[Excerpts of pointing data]
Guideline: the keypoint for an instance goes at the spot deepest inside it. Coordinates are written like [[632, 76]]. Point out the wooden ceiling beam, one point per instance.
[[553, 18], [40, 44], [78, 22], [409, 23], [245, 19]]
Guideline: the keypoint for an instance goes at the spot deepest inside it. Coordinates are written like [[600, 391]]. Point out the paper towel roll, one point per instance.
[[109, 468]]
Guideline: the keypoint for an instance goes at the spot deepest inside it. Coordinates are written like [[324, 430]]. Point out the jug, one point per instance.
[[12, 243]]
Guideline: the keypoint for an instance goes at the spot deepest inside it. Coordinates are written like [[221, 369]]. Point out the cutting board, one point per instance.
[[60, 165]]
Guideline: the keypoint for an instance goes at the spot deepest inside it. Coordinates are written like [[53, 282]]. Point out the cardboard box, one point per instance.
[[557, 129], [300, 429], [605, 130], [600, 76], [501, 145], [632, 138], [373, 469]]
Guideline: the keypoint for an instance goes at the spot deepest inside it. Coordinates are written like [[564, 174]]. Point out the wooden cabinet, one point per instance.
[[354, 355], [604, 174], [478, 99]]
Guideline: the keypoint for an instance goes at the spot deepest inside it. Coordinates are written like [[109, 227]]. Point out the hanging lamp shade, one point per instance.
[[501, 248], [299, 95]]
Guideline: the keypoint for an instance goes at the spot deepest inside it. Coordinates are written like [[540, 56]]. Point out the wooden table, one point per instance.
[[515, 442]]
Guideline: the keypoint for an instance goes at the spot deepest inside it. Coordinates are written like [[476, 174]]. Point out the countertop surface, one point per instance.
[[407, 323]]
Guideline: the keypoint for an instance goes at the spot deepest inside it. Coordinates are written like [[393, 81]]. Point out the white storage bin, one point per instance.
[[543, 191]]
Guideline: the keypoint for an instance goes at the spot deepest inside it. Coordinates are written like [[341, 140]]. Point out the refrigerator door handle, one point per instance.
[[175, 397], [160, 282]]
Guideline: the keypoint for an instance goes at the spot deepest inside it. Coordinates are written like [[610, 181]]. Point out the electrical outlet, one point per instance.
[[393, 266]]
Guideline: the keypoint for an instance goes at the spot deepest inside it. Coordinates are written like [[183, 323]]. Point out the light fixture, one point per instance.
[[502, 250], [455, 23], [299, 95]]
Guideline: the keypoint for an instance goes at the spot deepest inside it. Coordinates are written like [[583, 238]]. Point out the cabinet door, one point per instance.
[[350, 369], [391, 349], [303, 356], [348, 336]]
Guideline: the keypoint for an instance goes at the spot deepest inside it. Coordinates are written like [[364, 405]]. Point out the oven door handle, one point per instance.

## Instruction:
Rewrite the entries above with "Point out" swapped for "Mark" throughout, changing nothing else.

## Result:
Guideline: the keypoint for an instance goes at the spot deepest inside it. Coordinates are written like [[632, 76]]. Mark the wooden ceiling beam, one point per instance.
[[553, 18], [40, 44], [78, 22], [409, 23], [245, 19]]
Guideline: the keypoint for an instance goes at the spot deepest inside it. Coordinates are written like [[600, 391]]. Mark the paper towel roll, one point per instance.
[[109, 468]]
Guideline: the keypoint for an instance goes at the spot deepest inside it. Coordinates are written like [[324, 430]]. Mark the jug, one point per instance.
[[12, 243]]
Guideline: the keypoint for an instance goes at the spot deepest inside it. Coordinates are written like [[221, 369]]. Mark the cutting board, one point per instance.
[[60, 165]]
Guideline: the keypoint for an instance goes at the spot deepest inside it. Coordinates are written like [[53, 282]]. Mark the cardboard box, one point per instance.
[[557, 129], [300, 429], [605, 130], [600, 76], [501, 145], [632, 138], [373, 469]]
Guideline: the keypoint for an instance goes at the spot deepest inside it. Coordinates are written like [[564, 174]]. Mark the wooden cabinet, one point per instance.
[[354, 355], [604, 174], [478, 99]]
Guideline: the keypoint for an instance goes at the spot deepest inside it. Coordinates are written like [[109, 227]]. Mark the hanging lamp shade, one point per instance.
[[501, 248], [299, 95]]
Guideline: the keypoint for an instance goes at the spot deepest inside it. Coordinates are written like [[540, 56]]. Mark the wooden table, one point per instance.
[[515, 442]]
Guideline: the keypoint for an instance goes at the spot deepest inside it. Coordinates are written like [[476, 174]]. Mark the countertop surface, one point per instance.
[[407, 323]]
Guideline: the keypoint for an instance goes at the spot deepest inside it. Coordinates are written like [[393, 81]]. Mark the white storage bin, one point per instance.
[[543, 191]]
Guideline: the keypoint for an instance goes at the spot deepest inside it. Coordinates are written like [[341, 140]]. Mark the refrigerator door handle, one point per instance.
[[175, 397], [160, 282]]
Guideline: the keypoint for an instance goes at the spot deepest inside it. Coordinates are written like [[610, 181]]. Mark the electrical outlet, one point per instance.
[[393, 266]]
Guideline: the keypoint for an instance goes at the spot deepest inside it. Coordinates are written like [[183, 323]]. Mark the light fixture, one point per instance.
[[502, 250], [455, 23], [299, 95]]
Guideline: the keypoint for an instance goes at the spot deepest inside it. Coordinates are written like [[583, 238]]. Mark the cabinet door, one point per instance.
[[350, 369], [391, 349], [303, 356], [348, 336]]
Guideline: the keypoint for an instance goes at the spot deepest inside it. Coordinates are written like [[364, 405]]. Mark the oven door handle, one point per instance.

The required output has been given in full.